__Data supplied__.
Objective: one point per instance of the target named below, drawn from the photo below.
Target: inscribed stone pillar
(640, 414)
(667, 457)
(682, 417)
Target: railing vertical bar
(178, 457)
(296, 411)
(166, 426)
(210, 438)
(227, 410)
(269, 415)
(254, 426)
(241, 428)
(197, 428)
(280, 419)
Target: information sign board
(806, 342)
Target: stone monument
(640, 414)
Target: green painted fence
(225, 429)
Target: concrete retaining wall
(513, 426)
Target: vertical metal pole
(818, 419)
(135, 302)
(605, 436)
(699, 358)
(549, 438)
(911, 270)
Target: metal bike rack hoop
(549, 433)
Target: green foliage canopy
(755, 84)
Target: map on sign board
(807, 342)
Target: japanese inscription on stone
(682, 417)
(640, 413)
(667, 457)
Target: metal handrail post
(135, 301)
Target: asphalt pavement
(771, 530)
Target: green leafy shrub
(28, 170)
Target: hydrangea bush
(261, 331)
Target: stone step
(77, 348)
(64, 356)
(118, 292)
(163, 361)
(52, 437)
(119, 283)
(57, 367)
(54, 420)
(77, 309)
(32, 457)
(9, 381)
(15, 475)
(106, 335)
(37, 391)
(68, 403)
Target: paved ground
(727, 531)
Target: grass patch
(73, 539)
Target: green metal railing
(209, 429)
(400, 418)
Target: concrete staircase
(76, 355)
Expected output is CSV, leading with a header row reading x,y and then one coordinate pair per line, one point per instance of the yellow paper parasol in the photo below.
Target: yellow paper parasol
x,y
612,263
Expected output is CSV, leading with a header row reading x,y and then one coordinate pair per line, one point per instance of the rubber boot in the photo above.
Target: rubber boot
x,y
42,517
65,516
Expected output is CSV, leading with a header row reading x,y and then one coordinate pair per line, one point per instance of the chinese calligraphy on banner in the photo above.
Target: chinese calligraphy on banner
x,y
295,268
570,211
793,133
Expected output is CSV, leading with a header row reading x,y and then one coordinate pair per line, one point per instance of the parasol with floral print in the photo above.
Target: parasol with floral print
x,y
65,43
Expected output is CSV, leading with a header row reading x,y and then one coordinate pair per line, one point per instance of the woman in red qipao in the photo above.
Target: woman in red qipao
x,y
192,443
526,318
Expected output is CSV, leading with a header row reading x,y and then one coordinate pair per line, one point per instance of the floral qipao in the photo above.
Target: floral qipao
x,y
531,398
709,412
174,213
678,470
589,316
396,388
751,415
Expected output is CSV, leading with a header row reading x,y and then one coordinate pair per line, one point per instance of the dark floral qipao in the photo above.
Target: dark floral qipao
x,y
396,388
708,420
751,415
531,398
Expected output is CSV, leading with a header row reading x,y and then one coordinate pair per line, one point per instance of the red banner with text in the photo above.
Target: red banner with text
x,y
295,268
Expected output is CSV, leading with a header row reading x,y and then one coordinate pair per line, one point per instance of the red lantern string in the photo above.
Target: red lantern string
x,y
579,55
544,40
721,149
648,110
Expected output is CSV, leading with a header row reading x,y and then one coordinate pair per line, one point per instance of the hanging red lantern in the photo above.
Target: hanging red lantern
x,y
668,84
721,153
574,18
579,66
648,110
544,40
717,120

__What this task involves__.
Locate the string "below" in the listing above and copy every line where it occurs.

__Task result__.
Objective: one point per instance of the target named below, drawn from the photo below.
Expected output is CSV, leading with a header row reading x,y and then one coordinate pair per line, one point per instance of the yellow paper parasol in the photo below.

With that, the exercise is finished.